## Prompt
Rewrite every row below, swapping "innermost point" for "central point" and leaving all other text as it is.

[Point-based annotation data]

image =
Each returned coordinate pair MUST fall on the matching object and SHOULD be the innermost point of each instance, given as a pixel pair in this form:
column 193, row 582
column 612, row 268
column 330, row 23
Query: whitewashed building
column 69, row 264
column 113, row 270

## Solved problem
image =
Each returned coordinate pair MUST fall on the matching object and SHOULD be the central point of each instance, given as a pixel pair in this form:
column 193, row 582
column 612, row 268
column 330, row 23
Query: whitewashed building
column 69, row 264
column 113, row 270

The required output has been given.